# help choosing strains for scrog



## Bogart Mc Thunderdunk (Mar 17, 2012)

i have 2 grows under the belt one photo outdoor and one indoor with autos but i want to do a scrog this time.
i like a bit of variety so can someone tell me if its ok to mix sativa and indica strains in a scrog or am i just wasting my time.

these are the seeds i have atm, mostly freebies etc but from strain reviews i am thinking of germinating the sour ak, white siberian, mama thai, and jack 33. not sure how many but they are the ones that interest me so far is all.

id like to try the mama thai as most things ive had are indica but i see it takes a long time and might be too big nut sounds great in reviews etc.

i was thinking 4'ish plants in a scrog but is this a stupid idea? i have read up on scrogs(and am still in the process) i read that mixing strains was fine but i see possible problems so just want to check it out and get a more relevant answer.


ill be growing in a 3x3 tent i think. i have a cabinet and lights to start it just need to grab a tent when i get a chance.
ill be using a 600 watt hps and t5ho 24 watt where needed.

any information and experience on these strains would be much appreciated. what would you grow instead out of the seeds i have if not etc.
cheers


----------



## The Hemp Goddess (Mar 18, 2012)
---------------
Extract the passage of the strain-choosing thread that begins at the words "i like a bit" and ends after the words "more relevant answer.". The items come from a separate source unrelated to the thread.
---------------
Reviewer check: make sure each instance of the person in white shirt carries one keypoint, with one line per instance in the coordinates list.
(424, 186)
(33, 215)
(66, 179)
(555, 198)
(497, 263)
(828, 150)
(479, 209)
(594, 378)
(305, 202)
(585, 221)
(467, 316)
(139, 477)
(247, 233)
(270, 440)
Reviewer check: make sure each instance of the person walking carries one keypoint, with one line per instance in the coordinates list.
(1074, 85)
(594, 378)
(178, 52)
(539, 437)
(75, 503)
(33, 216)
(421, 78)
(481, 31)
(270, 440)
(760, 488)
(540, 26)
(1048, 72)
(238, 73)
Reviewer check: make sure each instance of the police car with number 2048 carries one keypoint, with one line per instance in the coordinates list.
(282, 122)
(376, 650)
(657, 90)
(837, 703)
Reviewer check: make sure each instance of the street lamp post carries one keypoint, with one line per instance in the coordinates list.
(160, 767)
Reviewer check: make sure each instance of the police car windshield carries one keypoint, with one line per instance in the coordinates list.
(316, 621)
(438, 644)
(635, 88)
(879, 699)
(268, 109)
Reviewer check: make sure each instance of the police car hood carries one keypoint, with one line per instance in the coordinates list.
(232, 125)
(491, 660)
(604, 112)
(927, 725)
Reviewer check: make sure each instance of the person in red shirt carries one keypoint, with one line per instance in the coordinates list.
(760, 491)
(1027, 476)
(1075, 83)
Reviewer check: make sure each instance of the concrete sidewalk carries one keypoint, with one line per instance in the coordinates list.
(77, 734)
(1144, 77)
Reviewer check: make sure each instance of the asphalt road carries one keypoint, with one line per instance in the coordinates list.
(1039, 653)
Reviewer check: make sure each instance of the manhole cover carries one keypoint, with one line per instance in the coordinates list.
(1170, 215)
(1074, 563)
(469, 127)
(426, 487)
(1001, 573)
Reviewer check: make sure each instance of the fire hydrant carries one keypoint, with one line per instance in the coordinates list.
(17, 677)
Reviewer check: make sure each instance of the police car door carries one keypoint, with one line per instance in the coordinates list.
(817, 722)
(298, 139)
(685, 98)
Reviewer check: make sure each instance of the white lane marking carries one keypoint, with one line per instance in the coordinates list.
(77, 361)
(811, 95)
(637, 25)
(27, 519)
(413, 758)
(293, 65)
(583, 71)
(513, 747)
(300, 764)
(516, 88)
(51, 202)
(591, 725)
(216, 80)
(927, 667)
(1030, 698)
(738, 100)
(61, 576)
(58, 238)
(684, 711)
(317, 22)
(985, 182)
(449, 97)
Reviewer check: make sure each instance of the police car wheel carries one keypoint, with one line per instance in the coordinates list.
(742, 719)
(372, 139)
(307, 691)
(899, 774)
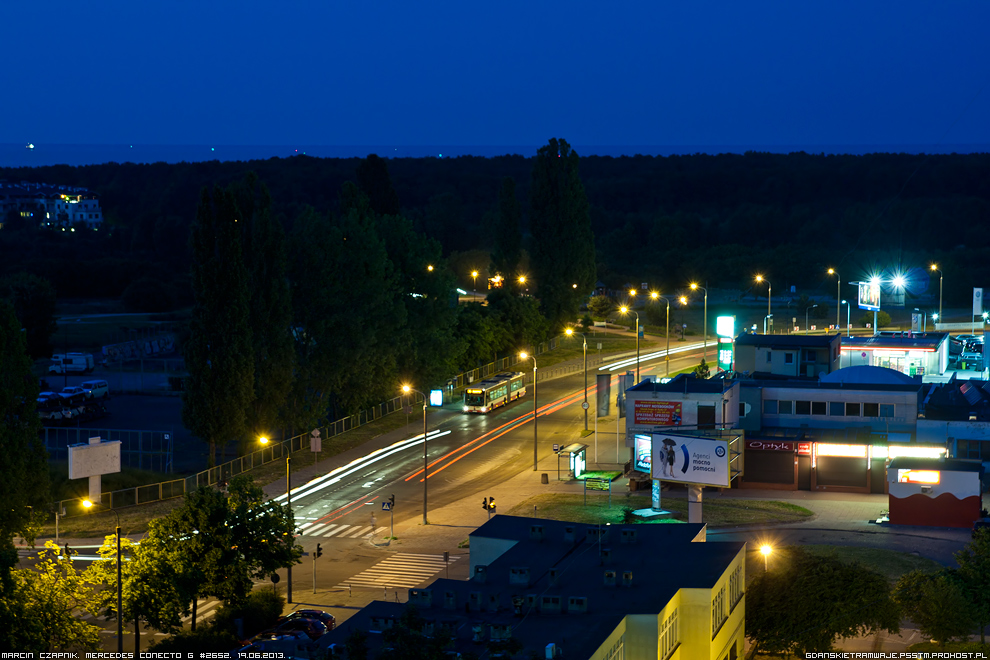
---------------
• [Final result]
i like a bit of variety so can someone tell me if its ok to mix sativa and indica strains in a scrog or am i just wasting my time.

these are the seeds i have atm, mostly freebies etc but from strain reviews i am thinking of germinating the sour ak, white siberian, mama thai, and jack 33. not sure how many but they are the ones that interest me so far is all.

id like to try the mama thai as most things ive had are indica but i see it takes a long time and might be too big nut sounds great in reviews etc.

i was thinking 4'ish plants in a scrog but is this a stupid idea? i have read up on scrogs(and am still in the process) i read that mixing strains was fine but i see possible problems so just want to check it out and get a more relevant answer.